• Listed entries:
=-=-=-=-=

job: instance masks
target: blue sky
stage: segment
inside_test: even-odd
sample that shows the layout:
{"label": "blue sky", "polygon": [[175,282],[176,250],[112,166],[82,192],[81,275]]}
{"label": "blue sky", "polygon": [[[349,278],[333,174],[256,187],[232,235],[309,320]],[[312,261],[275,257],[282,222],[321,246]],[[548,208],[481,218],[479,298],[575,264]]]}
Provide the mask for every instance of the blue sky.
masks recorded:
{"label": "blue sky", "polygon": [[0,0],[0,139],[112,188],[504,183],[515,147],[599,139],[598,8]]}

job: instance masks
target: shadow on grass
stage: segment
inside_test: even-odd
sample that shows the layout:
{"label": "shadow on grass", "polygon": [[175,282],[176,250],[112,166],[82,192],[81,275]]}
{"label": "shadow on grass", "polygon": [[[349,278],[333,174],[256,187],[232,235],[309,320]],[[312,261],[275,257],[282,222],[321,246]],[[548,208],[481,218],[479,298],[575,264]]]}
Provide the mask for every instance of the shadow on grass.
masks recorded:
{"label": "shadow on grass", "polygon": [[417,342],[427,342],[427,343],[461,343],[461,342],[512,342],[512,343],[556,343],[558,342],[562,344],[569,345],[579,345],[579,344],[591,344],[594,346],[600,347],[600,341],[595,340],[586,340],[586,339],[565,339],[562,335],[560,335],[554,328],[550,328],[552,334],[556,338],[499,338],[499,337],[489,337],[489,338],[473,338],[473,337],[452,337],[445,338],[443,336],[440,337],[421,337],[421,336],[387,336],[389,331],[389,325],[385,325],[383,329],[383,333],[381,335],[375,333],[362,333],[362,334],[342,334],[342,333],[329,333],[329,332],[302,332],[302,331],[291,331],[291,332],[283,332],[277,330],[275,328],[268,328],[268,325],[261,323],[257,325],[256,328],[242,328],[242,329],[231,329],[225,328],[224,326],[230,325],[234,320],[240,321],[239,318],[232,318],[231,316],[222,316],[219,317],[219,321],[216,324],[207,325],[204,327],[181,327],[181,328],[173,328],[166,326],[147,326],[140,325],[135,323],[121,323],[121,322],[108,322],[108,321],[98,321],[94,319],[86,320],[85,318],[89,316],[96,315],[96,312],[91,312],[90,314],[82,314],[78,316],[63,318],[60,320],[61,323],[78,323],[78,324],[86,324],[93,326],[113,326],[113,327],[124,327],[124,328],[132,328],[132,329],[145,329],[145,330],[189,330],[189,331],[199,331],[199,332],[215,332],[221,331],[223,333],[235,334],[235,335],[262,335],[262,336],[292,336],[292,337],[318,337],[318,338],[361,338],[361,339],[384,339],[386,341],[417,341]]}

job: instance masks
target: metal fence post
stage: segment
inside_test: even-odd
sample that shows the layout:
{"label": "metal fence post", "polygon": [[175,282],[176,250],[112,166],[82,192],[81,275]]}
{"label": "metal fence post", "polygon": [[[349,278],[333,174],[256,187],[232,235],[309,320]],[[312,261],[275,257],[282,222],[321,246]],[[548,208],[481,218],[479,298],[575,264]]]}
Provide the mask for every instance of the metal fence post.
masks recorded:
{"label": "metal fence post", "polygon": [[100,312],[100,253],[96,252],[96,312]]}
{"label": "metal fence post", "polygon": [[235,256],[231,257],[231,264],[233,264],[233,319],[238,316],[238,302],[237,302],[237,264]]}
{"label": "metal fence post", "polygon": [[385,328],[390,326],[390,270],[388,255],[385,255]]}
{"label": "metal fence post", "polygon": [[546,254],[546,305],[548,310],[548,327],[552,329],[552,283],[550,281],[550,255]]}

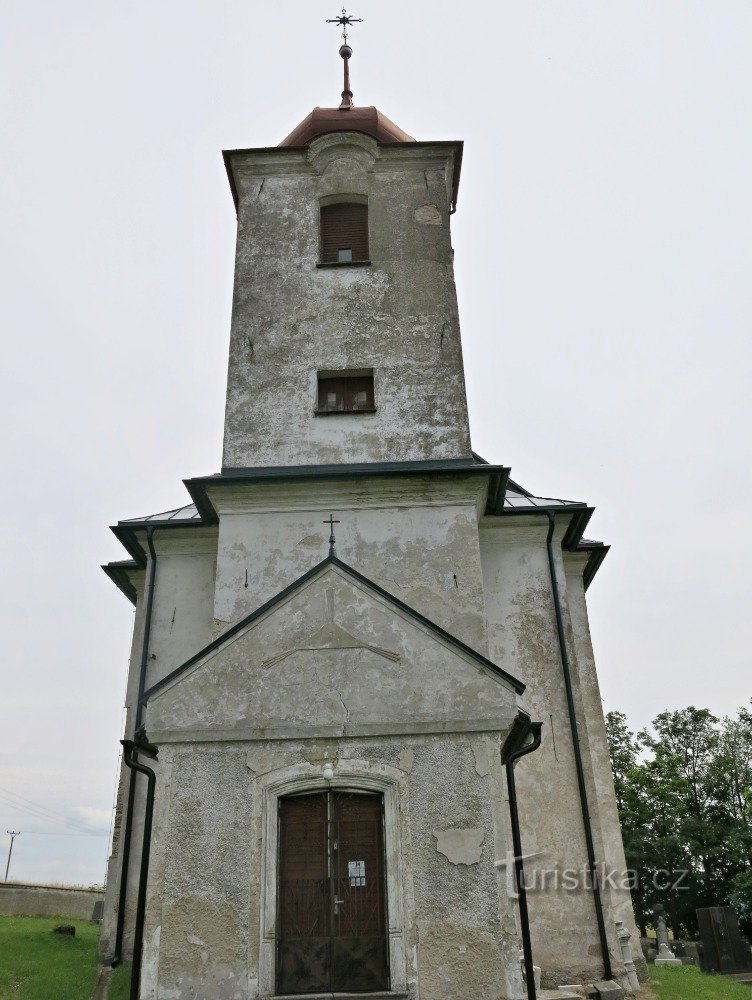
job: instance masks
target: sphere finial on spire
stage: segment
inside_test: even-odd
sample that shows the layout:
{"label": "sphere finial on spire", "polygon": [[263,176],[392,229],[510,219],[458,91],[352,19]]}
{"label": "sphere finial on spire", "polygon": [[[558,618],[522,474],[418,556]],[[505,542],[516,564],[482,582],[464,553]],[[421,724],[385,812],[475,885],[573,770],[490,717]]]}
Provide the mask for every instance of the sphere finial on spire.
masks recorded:
{"label": "sphere finial on spire", "polygon": [[328,17],[326,19],[327,24],[338,24],[342,28],[342,39],[344,44],[340,46],[339,54],[342,56],[345,66],[345,87],[342,91],[342,103],[340,104],[340,111],[349,111],[353,106],[353,93],[350,90],[350,56],[352,55],[352,49],[347,44],[347,29],[352,27],[353,24],[361,24],[363,21],[362,17],[353,17],[352,14],[348,14],[345,8],[342,8],[342,13],[339,17]]}

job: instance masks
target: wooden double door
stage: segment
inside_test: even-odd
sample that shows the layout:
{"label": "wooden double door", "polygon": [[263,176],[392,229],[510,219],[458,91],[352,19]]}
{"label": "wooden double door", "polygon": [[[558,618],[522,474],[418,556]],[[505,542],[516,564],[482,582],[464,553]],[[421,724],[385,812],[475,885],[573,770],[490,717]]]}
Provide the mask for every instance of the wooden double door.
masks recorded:
{"label": "wooden double door", "polygon": [[279,800],[277,993],[389,988],[383,816],[378,794]]}

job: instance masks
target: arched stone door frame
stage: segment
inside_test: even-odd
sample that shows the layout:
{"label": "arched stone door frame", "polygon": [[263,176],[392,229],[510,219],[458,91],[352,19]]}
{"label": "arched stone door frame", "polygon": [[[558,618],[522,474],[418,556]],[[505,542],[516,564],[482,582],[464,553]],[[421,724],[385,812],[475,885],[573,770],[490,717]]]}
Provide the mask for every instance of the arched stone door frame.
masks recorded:
{"label": "arched stone door frame", "polygon": [[259,944],[259,996],[275,996],[277,870],[279,861],[278,805],[285,795],[300,792],[352,789],[379,792],[384,797],[384,854],[388,919],[390,993],[407,992],[406,926],[412,923],[412,894],[406,895],[400,815],[407,815],[405,773],[386,764],[363,760],[333,762],[327,780],[323,764],[296,764],[272,771],[261,784],[261,913]]}

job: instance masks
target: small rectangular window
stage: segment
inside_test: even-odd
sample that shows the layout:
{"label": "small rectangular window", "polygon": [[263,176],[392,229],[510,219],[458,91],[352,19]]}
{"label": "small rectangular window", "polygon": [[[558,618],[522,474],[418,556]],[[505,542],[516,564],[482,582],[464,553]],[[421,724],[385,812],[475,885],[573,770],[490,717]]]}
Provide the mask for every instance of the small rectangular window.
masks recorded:
{"label": "small rectangular window", "polygon": [[373,413],[373,374],[319,375],[317,413]]}
{"label": "small rectangular window", "polygon": [[321,206],[321,262],[368,260],[368,205],[337,202]]}

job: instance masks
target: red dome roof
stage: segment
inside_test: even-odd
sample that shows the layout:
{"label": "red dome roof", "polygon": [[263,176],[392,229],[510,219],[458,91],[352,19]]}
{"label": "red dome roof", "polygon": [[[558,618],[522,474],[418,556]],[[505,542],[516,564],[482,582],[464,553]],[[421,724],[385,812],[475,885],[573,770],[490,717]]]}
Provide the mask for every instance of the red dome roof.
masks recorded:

=-=-=-=-=

• Work item: Reproduce the records above exactly, excluding every picture.

• Solution to this exercise:
job: instance masks
target: blue sky
stage: segment
inside_test: even-odd
sample that shows the layout:
{"label": "blue sky", "polygon": [[175,282],[176,250],[112,166],[82,192],[81,275]]}
{"label": "blue sky", "polygon": [[[349,278],[333,174],[256,187],[232,235],[309,320]],[[312,261],[275,257],[282,222],[321,246]],[[548,208],[481,218],[479,298],[575,264]]]}
Provide the mask for every instance of the blue sky.
masks recorded:
{"label": "blue sky", "polygon": [[0,0],[0,139],[112,188],[504,183],[515,147],[599,139],[598,8]]}

job: instance masks
target: shadow on grass
stage: segment
inside_test: even-odd
sample that shows the layout:
{"label": "shadow on grass", "polygon": [[175,282],[176,250],[112,166],[82,192],[81,275]]}
{"label": "shadow on grass", "polygon": [[[349,278],[333,174],[256,187],[232,235],[309,320]],[[312,261],[275,257],[282,222],[321,246]],[[548,208],[481,218],[479,298],[575,264]]]}
Provide the mask for every instance of the shadow on grass.
masks recorded:
{"label": "shadow on grass", "polygon": [[417,342],[427,342],[427,343],[461,343],[461,342],[512,342],[512,343],[556,343],[558,342],[562,344],[569,345],[579,345],[579,344],[591,344],[594,346],[600,347],[600,341],[595,340],[586,340],[586,339],[565,339],[562,335],[560,335],[554,328],[550,328],[552,334],[556,338],[499,338],[499,337],[489,337],[489,338],[473,338],[473,337],[452,337],[445,338],[443,336],[440,337],[421,337],[421,336],[387,336],[389,331],[389,325],[385,325],[383,329],[383,333],[381,335],[375,333],[362,333],[362,334],[342,334],[342,333],[329,333],[329,332],[302,332],[302,331],[291,331],[291,332],[283,332],[277,330],[275,328],[268,328],[268,325],[261,323],[257,325],[256,328],[242,328],[242,329],[231,329],[225,328],[224,326],[230,325],[234,320],[240,321],[239,318],[232,318],[231,316],[222,316],[219,317],[219,321],[216,324],[207,325],[204,327],[181,327],[181,328],[173,328],[166,326],[147,326],[140,325],[135,323],[121,323],[121,322],[108,322],[108,321],[98,321],[94,319],[86,320],[85,318],[89,316],[96,315],[96,312],[91,312],[90,314],[82,314],[78,316],[63,318],[60,320],[61,323],[78,323],[78,324],[86,324],[93,326],[113,326],[113,327],[124,327],[124,328],[132,328],[132,329],[145,329],[145,330],[189,330],[189,331],[199,331],[199,332],[215,332],[221,331],[223,333],[235,334],[235,335],[262,335],[262,336],[292,336],[292,337],[318,337],[318,338],[361,338],[361,339],[384,339],[386,341],[417,341]]}

job: instance masks
target: metal fence post
stage: segment
inside_test: even-odd
sample that shows the layout:
{"label": "metal fence post", "polygon": [[175,282],[176,250],[112,166],[82,192],[81,275]]}
{"label": "metal fence post", "polygon": [[[349,278],[333,174],[256,187],[232,235],[309,320]],[[312,261],[275,257],[282,222],[321,246]],[[548,208],[481,218],[479,298],[575,264]]]}
Provide the mask for every instance of the metal fence post.
masks recorded:
{"label": "metal fence post", "polygon": [[100,312],[100,253],[96,252],[96,312]]}
{"label": "metal fence post", "polygon": [[235,256],[231,257],[231,264],[233,264],[233,319],[238,316],[238,302],[237,302],[237,264]]}
{"label": "metal fence post", "polygon": [[385,328],[390,326],[390,270],[388,255],[385,255]]}
{"label": "metal fence post", "polygon": [[546,254],[546,305],[548,310],[548,327],[552,329],[552,283],[550,281],[550,255]]}

job: instance masks
target: sphere finial on spire
stage: segment
inside_test: even-odd
sample that shows the layout:
{"label": "sphere finial on spire", "polygon": [[263,176],[392,229],[510,219],[458,91],[352,19]]}
{"label": "sphere finial on spire", "polygon": [[[558,618],[522,474],[418,556]],[[505,542],[516,564],[482,582],[464,553]],[[421,724],[385,812],[475,885],[573,770],[490,717]]]}
Provide the mask for every instance of the sphere finial on spire.
masks recorded:
{"label": "sphere finial on spire", "polygon": [[328,17],[326,19],[327,24],[338,24],[342,28],[342,39],[344,44],[340,46],[339,54],[342,56],[345,66],[345,87],[342,91],[342,103],[340,104],[340,111],[349,111],[353,106],[353,93],[350,90],[350,56],[352,55],[352,49],[347,44],[347,29],[352,27],[353,24],[361,24],[363,21],[362,17],[353,17],[352,14],[348,14],[345,8],[342,8],[342,13],[339,17]]}

job: instance masks
target: wooden double door
stage: segment
inside_test: even-odd
sample that shows the layout:
{"label": "wooden double door", "polygon": [[263,176],[392,229],[510,219],[458,91],[352,19]]}
{"label": "wooden double door", "polygon": [[[558,618],[522,474],[418,556]],[[505,542],[516,564],[482,582],[464,553]],[[421,724],[385,812],[475,885],[573,770],[490,717]]]}
Provide the mask for every instance of the wooden double door.
masks recorded:
{"label": "wooden double door", "polygon": [[279,800],[277,993],[389,988],[383,816],[378,794]]}

job: instance masks
target: arched stone door frame
stage: segment
inside_test: even-odd
sample that shows the layout:
{"label": "arched stone door frame", "polygon": [[263,176],[392,229],[510,219],[458,91],[352,19]]}
{"label": "arched stone door frame", "polygon": [[[558,618],[522,474],[418,556]],[[505,542],[516,564],[482,582],[464,553]],[[421,724],[385,812],[475,885],[573,770],[490,717]]]}
Provide the mask for every instance of the arched stone door frame.
masks recorded:
{"label": "arched stone door frame", "polygon": [[259,944],[259,996],[275,996],[277,870],[279,861],[278,805],[285,795],[300,792],[352,789],[379,792],[384,797],[384,854],[388,919],[390,993],[407,992],[406,926],[412,923],[412,894],[406,895],[400,815],[407,815],[405,773],[386,764],[363,760],[333,762],[327,780],[323,764],[296,764],[272,771],[261,784],[261,913]]}

job: instance masks
target: small rectangular window
stage: segment
inside_test: even-odd
sample that shows the layout:
{"label": "small rectangular window", "polygon": [[263,176],[392,229],[510,219],[458,91],[352,19]]}
{"label": "small rectangular window", "polygon": [[[558,618],[522,474],[418,556]],[[505,542],[516,564],[482,582],[464,553]],[[421,724],[385,812],[475,885],[573,770],[490,717]]]}
Provide the mask for every instance of the small rectangular window.
masks recorded:
{"label": "small rectangular window", "polygon": [[373,413],[373,374],[319,375],[317,413]]}
{"label": "small rectangular window", "polygon": [[321,206],[321,262],[368,260],[368,205],[337,202]]}

job: instance masks
target: red dome roof
stage: segment
inside_test: even-odd
sample that shows the layout:
{"label": "red dome roof", "polygon": [[263,176],[392,229],[510,219],[458,91],[352,19]]}
{"label": "red dome roof", "polygon": [[[558,618],[522,474],[418,556]],[[505,542],[516,564],[482,582],[464,553]],[[421,724],[385,812],[475,885],[573,770],[490,717]]]}
Provide the mask for every instance of the red dome roof.
masks recorded:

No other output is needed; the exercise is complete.